*** Begin section ***

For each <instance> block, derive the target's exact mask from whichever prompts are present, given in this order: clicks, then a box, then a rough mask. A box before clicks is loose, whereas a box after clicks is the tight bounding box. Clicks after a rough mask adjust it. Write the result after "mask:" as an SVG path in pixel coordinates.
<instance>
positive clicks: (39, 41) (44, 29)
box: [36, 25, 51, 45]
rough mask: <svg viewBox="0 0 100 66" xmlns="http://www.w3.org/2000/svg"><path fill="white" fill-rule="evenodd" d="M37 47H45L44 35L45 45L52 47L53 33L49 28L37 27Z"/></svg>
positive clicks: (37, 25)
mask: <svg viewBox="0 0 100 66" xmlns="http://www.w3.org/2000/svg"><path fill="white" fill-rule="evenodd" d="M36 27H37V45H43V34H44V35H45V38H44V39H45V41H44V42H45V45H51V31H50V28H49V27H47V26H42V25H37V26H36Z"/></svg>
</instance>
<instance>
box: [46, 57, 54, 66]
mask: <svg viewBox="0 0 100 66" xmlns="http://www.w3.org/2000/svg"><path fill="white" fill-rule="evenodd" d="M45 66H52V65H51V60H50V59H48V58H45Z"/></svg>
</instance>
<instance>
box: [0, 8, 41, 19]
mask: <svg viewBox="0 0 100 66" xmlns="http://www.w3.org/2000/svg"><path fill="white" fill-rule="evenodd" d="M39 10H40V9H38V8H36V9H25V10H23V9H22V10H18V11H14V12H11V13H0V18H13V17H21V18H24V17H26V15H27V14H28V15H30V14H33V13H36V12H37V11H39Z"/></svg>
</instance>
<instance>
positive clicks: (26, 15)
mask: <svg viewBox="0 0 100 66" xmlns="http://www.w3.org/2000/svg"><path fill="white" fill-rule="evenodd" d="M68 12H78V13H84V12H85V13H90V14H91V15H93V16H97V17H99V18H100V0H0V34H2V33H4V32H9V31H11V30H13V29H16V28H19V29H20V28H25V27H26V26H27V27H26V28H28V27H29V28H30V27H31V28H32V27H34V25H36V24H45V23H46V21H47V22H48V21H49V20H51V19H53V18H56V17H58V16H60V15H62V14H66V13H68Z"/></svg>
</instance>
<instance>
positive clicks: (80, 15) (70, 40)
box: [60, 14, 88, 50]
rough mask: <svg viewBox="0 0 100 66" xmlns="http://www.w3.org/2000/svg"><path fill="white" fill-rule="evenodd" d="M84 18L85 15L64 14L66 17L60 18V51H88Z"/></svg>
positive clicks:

*** End section ***

▶ **WHAT TO WORK ON**:
I'd like the material repeated word for word, please.

▶ **RESPONSE TO THE TASK**:
For each <instance> block, derive the target's exact mask from whichever prompts are present, given in this order: clicks, then a box, then a rough mask. A box before clicks is loose, whereas a box after clicks is the tight bounding box. Clicks after a rough mask adjust it. Write the result after "mask:" as an SVG path in pixel coordinates.
<instance>
positive clicks: (39, 41) (44, 29)
box: [36, 25, 51, 45]
rough mask: <svg viewBox="0 0 100 66" xmlns="http://www.w3.org/2000/svg"><path fill="white" fill-rule="evenodd" d="M37 47H45L44 35L45 45L52 47L53 33L49 28L37 27Z"/></svg>
positive clicks: (37, 25)
mask: <svg viewBox="0 0 100 66" xmlns="http://www.w3.org/2000/svg"><path fill="white" fill-rule="evenodd" d="M36 27H37V45H43V34H44V35H45V38H44V39H45V41H44V42H45V45H51V31H50V28H49V27H47V26H42V25H37V26H36Z"/></svg>
</instance>
<instance>
box: [46, 57, 54, 66]
mask: <svg viewBox="0 0 100 66" xmlns="http://www.w3.org/2000/svg"><path fill="white" fill-rule="evenodd" d="M45 66H52V65H51V60H50V59H48V58H45Z"/></svg>
</instance>
<instance>
box: [0, 8, 41, 19]
mask: <svg viewBox="0 0 100 66" xmlns="http://www.w3.org/2000/svg"><path fill="white" fill-rule="evenodd" d="M39 10H40V9H38V8H36V9H25V10H23V9H22V10H18V11H14V12H11V13H0V18H13V17H21V18H24V17H26V15H27V14H28V15H30V14H33V13H36V12H37V11H39Z"/></svg>
</instance>
<instance>
positive clicks: (26, 15)
mask: <svg viewBox="0 0 100 66" xmlns="http://www.w3.org/2000/svg"><path fill="white" fill-rule="evenodd" d="M68 12H78V13H84V12H85V13H90V14H91V15H93V16H97V17H99V18H100V0H0V34H2V33H4V32H9V31H11V30H13V29H16V28H19V29H20V28H25V27H26V26H27V27H26V28H28V27H29V28H30V27H31V28H32V27H34V25H36V24H45V23H46V21H47V22H48V21H49V20H51V19H53V18H56V17H58V16H60V15H62V14H66V13H68Z"/></svg>
</instance>
<instance>
positive clicks: (80, 15) (70, 40)
box: [60, 14, 88, 50]
rough mask: <svg viewBox="0 0 100 66" xmlns="http://www.w3.org/2000/svg"><path fill="white" fill-rule="evenodd" d="M84 18L85 15L64 14L66 17L60 18V51H88Z"/></svg>
positive clicks:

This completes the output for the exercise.